- Set task
Write out word for word the section of the Kruger Park forum thread that begins with the words containing "## Skermunkels (Oct" and ends with "unfocused (Oct 29, 2012)".

- Passage provided
○ ○ ○
# Wildlife of the Kruger National Park



## Ivan Muller (Jul 11, 2012)

I have just come back from a 4 day visit to the Kruger Park. I saw an amazing variety of animal life, many more images can be seen here at...http://www.ivanmuller.co.za/blog


----------



## rpt (Jul 11, 2012)

Lovely pictures. You are in a fantastic country - Lots of wild life.


----------



## MrFotoFool (Oct 27, 2012)

I am hoping to go to South Africa and Kruger some day, if I can ever afford it (the expensive private reserves are likely way out of my budget). Do you find self-driving through Kruger on a two or three day stay can warrant some good photo opportunities?


----------



## Skermunkels (Oct 29, 2012)

Not quite the KNP, but right next to it, this Leopard was shot in the Djuma Game Reserve, bordering the Park. My old Canon 20d with soft sigma lens.


----------



## unfocused (Oct 29, 2012)

Ivan,

Some very nice images here and on your blog. I'm curious. Many of your city shots seem to be using HDR, but in a very appealing subtle way, instead of "hit 'em over the head with a 2x4." Also, since they are street shots, I assume you aren't able to bracket exposures. Are you willing to enlighten us on some of your techniques.

Thanks.


----------



## LightCrafterPhotography (Oct 29, 2012)

I also like your street shots in Zurich; great shots.


----------



## 4D (Oct 29, 2012)

MrFotoFool said:


> I am hoping to go to South Africa and Kruger some day, if I can ever afford it (the expensive private reserves are likely way out of my budget). Do you find self-driving through Kruger on a two or three day stay can warrant some good photo opportunities?
○ ○ ○
- Dataset records
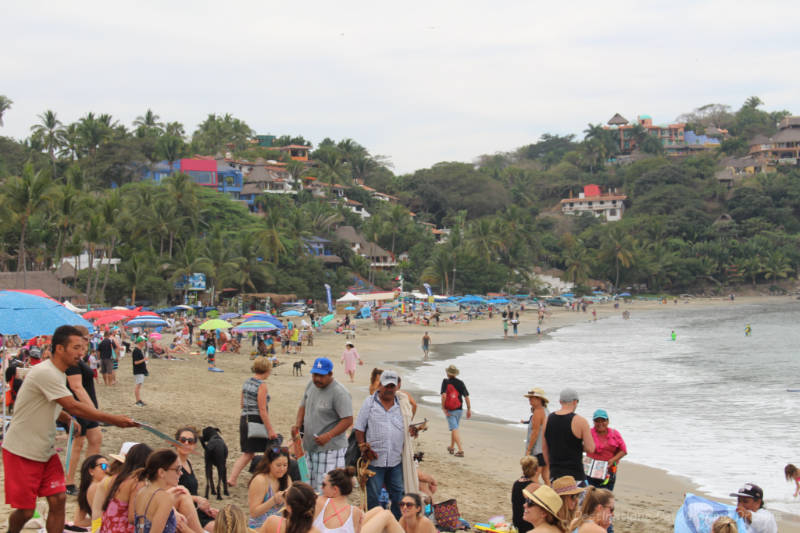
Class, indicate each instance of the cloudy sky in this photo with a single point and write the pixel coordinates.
(420, 82)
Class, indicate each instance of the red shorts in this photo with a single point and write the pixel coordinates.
(26, 480)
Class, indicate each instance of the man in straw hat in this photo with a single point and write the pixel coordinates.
(541, 509)
(533, 443)
(454, 394)
(29, 446)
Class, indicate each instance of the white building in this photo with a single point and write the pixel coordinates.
(607, 205)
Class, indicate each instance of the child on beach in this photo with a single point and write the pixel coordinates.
(793, 474)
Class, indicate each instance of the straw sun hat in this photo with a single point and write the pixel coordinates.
(566, 485)
(546, 498)
(537, 393)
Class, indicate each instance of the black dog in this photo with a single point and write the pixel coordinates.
(216, 453)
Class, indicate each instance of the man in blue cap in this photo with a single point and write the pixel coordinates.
(325, 413)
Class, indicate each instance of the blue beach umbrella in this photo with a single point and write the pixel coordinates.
(146, 322)
(267, 318)
(29, 316)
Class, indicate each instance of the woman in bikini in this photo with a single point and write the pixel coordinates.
(298, 516)
(113, 496)
(266, 493)
(334, 514)
(153, 509)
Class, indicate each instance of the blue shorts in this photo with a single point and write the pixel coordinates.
(454, 418)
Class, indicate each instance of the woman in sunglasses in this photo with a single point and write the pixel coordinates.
(266, 493)
(93, 471)
(541, 510)
(187, 436)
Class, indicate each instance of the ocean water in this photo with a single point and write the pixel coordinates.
(712, 406)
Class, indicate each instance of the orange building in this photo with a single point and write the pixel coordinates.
(669, 135)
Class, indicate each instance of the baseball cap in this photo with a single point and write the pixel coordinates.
(389, 377)
(322, 365)
(749, 490)
(568, 395)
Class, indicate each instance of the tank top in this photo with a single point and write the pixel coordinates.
(566, 450)
(347, 527)
(250, 396)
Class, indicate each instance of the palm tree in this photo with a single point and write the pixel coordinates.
(51, 134)
(148, 124)
(23, 196)
(5, 105)
(618, 246)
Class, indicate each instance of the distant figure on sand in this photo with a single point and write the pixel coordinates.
(793, 474)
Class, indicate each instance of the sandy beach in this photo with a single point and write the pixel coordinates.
(184, 392)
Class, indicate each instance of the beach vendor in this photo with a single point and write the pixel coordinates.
(609, 448)
(325, 413)
(29, 445)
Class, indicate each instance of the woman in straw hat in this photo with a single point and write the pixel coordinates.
(541, 510)
(533, 443)
(569, 491)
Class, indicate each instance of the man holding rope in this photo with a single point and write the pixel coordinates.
(29, 446)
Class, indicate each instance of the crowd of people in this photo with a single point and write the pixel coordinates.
(569, 467)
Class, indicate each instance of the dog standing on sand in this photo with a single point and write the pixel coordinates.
(216, 454)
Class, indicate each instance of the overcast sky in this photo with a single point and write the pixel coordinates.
(420, 82)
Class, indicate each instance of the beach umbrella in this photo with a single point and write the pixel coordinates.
(267, 318)
(146, 322)
(29, 316)
(254, 326)
(216, 323)
(108, 319)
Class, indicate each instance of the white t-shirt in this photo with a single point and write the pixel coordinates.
(762, 521)
(32, 433)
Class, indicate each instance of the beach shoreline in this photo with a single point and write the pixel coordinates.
(184, 392)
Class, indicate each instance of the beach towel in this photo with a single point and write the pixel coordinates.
(410, 478)
(697, 514)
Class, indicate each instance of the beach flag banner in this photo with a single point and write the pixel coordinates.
(330, 300)
(697, 514)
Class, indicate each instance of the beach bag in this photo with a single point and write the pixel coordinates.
(452, 401)
(446, 515)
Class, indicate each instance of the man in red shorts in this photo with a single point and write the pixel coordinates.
(31, 465)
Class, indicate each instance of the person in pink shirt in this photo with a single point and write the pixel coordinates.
(608, 447)
(349, 358)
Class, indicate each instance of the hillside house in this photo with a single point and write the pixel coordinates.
(609, 206)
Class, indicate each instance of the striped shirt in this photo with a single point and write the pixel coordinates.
(385, 430)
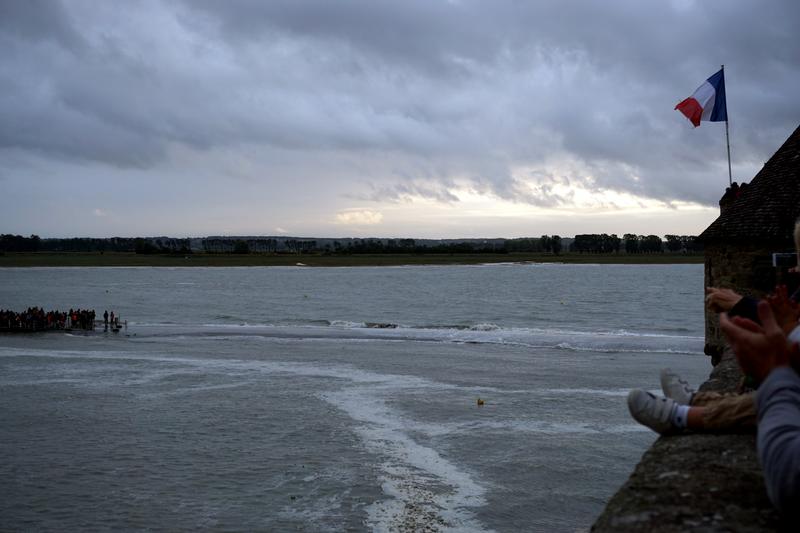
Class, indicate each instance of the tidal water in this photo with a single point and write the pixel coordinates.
(341, 399)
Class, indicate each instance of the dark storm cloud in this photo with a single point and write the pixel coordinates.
(444, 90)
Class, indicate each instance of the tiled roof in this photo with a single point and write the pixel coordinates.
(768, 207)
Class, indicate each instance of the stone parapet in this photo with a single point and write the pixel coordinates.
(695, 482)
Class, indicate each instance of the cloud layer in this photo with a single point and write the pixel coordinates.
(390, 102)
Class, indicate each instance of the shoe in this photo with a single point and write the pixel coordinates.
(652, 411)
(676, 388)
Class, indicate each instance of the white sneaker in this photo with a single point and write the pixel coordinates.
(652, 411)
(676, 388)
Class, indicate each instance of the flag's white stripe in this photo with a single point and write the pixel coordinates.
(705, 96)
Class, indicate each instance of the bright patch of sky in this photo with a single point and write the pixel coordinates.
(382, 118)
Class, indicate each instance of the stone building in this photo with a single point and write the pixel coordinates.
(755, 221)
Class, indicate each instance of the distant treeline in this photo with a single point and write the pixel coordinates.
(635, 244)
(585, 243)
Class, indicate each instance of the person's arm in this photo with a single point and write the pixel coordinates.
(763, 351)
(778, 402)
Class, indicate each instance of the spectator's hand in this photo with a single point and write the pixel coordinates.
(721, 299)
(759, 349)
(786, 310)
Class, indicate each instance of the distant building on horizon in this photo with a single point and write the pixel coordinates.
(755, 221)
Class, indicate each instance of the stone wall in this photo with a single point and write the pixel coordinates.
(699, 483)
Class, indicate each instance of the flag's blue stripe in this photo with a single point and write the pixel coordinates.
(720, 111)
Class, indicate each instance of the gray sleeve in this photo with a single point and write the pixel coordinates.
(778, 402)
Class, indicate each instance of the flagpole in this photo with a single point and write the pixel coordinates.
(727, 134)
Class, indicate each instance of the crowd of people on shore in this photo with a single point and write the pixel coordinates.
(37, 319)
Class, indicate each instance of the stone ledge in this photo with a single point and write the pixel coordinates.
(695, 482)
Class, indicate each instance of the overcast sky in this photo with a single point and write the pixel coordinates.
(412, 118)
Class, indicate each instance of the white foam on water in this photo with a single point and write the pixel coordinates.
(589, 392)
(423, 488)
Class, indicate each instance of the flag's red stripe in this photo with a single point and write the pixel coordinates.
(691, 108)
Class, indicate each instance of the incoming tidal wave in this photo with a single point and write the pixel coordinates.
(617, 341)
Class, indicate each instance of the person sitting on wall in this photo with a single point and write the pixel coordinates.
(765, 352)
(682, 408)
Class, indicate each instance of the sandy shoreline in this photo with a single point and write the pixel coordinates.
(90, 259)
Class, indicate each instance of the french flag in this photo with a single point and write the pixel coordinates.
(708, 101)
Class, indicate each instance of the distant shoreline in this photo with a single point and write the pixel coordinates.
(121, 259)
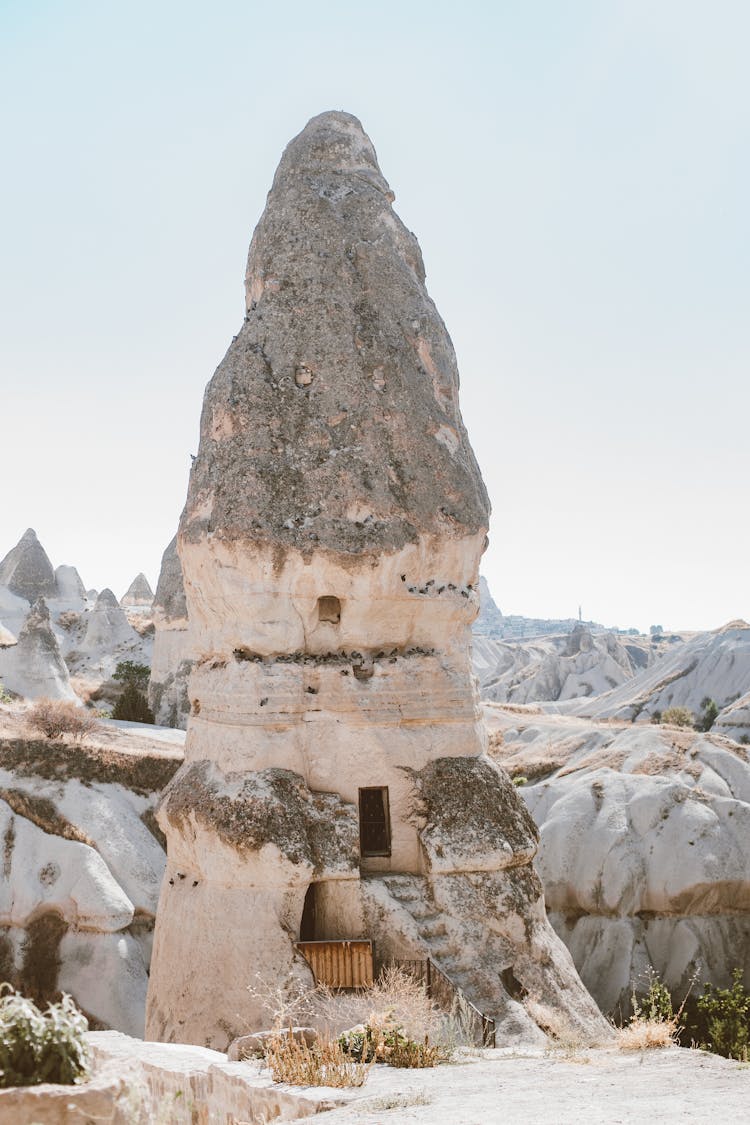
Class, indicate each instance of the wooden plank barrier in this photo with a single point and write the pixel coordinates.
(340, 964)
○ ○ ○
- Result
## Skermunkels (Oct 29, 2012)

Not quite the KNP, but right next to it, this Leopard was shot in the Djuma Game Reserve, bordering the Park. My old Canon 20d with soft sigma lens.


----------



## unfocused (Oct 29, 2012)